If you open the macOS activity monitor, or Windows task manager whilst Wavebox is running, you may see a number of Wavebox-related processes each with their own resource allocation.
Wavebox, like many other browsers, splits its runtime into multiple processes, so for example, each tab runs as its own process. This has lots of advantages such as providing increased security between tabs and also improved stability.
Why can I see multiple Wavebox processes in the task manager?
On macOS, the activity monitor shows a number of different names for Wavebox and these can be split into a few categories...
- Wavebox - this is the main Wavebox process that manages the user interface and the other processes
- Wavebox Helper (Renderer) - Each tab runs in its own process and these are listed as the render processes in the task manager
- Wavebox Helper (GPU) - This process provides dedicated graphics processing and hardware acceleration to Wavebox
- Wavebox Helper - These helper processes provide additional support for things like networking
On Windows, the task manager only shows multiple Wavebox processes and doesn't give any additional information.
Can I see what each process is doing?
Wavebox provides a built-in task manager that's able to show some enhanced information about what each process is used for - this can be really useful for debugging if one process has high resource usage, or if you're just curious.
To open the Wavebox task manager, click on the burger menu in the top-right of any window > more tools > task manager.

Dataset rows >>
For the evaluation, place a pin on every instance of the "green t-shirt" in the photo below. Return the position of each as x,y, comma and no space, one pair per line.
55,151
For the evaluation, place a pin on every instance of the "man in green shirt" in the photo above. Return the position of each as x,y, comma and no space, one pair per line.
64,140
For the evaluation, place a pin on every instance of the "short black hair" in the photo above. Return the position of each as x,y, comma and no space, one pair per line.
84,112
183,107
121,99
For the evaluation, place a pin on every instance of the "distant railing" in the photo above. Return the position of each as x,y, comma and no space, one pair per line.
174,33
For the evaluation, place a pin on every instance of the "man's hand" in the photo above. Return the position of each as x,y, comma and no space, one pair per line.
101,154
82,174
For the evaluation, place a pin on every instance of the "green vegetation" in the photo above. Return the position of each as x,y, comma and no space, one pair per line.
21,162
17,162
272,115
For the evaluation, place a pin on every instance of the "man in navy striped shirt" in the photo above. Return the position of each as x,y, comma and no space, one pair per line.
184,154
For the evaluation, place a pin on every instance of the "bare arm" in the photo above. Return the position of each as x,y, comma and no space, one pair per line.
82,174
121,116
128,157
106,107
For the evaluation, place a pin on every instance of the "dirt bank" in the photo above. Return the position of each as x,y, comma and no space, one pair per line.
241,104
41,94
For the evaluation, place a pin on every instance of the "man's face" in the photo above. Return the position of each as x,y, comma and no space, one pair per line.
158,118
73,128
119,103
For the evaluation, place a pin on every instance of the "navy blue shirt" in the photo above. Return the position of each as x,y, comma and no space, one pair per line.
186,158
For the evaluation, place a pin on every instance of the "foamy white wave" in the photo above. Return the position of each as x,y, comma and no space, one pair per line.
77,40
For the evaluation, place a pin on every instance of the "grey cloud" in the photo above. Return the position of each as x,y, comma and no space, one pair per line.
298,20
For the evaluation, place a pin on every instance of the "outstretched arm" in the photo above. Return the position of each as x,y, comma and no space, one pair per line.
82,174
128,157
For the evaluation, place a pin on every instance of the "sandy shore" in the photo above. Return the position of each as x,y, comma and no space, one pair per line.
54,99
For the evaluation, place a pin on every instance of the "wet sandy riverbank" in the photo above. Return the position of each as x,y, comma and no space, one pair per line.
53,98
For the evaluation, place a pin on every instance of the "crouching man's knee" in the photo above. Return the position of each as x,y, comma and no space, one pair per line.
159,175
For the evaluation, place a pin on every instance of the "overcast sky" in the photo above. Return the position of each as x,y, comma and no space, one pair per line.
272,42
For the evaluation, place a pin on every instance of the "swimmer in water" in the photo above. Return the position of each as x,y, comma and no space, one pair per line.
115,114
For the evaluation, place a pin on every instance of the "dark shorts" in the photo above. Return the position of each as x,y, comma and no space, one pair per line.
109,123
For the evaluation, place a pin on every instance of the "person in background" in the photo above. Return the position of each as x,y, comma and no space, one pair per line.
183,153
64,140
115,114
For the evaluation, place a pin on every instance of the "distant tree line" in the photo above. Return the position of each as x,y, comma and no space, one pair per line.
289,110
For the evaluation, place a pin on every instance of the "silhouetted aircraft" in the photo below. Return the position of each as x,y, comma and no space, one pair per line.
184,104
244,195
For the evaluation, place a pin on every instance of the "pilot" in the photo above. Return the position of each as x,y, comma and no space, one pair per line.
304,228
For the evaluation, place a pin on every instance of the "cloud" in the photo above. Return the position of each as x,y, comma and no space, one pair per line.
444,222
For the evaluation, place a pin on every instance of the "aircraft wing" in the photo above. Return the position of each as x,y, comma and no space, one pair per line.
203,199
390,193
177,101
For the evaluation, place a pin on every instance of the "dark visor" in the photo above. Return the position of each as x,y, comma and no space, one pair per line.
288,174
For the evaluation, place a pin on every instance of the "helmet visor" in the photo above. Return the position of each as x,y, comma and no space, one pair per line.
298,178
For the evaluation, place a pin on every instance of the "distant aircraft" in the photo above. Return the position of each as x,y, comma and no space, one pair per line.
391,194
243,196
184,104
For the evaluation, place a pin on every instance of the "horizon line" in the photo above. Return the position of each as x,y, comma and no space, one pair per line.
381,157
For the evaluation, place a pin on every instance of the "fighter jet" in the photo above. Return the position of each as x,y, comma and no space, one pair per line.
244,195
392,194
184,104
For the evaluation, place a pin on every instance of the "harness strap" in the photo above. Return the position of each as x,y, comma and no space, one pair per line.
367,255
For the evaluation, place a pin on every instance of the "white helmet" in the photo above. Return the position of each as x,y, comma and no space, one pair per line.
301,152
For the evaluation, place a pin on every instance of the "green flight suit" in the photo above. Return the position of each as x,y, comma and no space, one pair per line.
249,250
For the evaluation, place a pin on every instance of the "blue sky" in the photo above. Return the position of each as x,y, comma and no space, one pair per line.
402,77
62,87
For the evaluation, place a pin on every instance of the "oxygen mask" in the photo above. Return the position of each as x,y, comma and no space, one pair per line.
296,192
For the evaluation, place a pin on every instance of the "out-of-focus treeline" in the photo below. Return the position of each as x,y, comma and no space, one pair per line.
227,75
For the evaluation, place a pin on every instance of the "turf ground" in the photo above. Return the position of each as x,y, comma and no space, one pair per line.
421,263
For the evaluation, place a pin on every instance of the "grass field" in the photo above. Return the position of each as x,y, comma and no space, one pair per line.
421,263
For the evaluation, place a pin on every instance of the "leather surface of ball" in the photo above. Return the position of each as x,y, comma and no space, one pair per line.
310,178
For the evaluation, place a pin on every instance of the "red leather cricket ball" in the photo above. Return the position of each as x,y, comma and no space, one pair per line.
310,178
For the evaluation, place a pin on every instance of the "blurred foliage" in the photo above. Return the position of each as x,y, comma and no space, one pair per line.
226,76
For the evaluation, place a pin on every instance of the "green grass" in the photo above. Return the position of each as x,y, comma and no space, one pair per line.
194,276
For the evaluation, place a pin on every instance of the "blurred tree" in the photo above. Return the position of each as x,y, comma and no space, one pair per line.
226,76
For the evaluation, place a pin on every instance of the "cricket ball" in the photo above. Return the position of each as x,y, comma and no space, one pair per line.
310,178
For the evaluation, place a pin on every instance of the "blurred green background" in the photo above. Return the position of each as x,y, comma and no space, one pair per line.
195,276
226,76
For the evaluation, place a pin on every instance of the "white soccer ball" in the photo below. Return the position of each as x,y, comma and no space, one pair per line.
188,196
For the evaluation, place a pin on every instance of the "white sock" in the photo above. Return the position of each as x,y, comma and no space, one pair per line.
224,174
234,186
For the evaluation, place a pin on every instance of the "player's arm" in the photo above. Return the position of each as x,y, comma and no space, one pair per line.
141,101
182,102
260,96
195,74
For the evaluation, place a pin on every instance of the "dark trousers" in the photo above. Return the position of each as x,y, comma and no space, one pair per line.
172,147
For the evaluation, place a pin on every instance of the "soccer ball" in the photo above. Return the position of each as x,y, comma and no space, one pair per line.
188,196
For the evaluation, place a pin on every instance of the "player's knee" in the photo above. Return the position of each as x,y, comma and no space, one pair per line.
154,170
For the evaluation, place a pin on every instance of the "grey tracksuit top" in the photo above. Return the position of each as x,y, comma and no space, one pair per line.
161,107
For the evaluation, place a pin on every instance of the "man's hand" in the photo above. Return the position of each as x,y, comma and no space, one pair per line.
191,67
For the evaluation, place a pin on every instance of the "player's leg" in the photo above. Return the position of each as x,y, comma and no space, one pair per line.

Set task 1 >>
Answer these questions from the article on Wavebox processes:
(a) What does the Wavebox Helper (GPU) process provide to Wavebox?
(b) What does the Windows task manager show for Wavebox?
(c) What menu path opens the Wavebox task manager?
Set task 2 >>
Reproduce the stretch of the article on Wavebox processes from "Why can I see" through "any additional information.".
The records have no connection to the text.

Task response 1 >>
(a) Dedicated graphics processing and hardware acceleration.
(b) Only multiple Wavebox processes, with no additional information.
(c) The burger menu in the top-right of any window > more tools > task manager.

Task response 2 >>
Why can I see multiple Wavebox processes in the task manager?
On macOS, the activity monitor shows a number of different names for Wavebox and these can be split into a few categories...
- Wavebox - this is the main Wavebox process that manages the user interface and the other processes
- Wavebox Helper (Renderer) - Each tab runs in its own process and these are listed as the render processes in the task manager
- Wavebox Helper (GPU) - This process provides dedicated graphics processing and hardware acceleration to Wavebox
- Wavebox Helper - These helper processes provide additional support for things like networking
On Windows, the task manager only shows multiple Wavebox processes and doesn't give any additional information.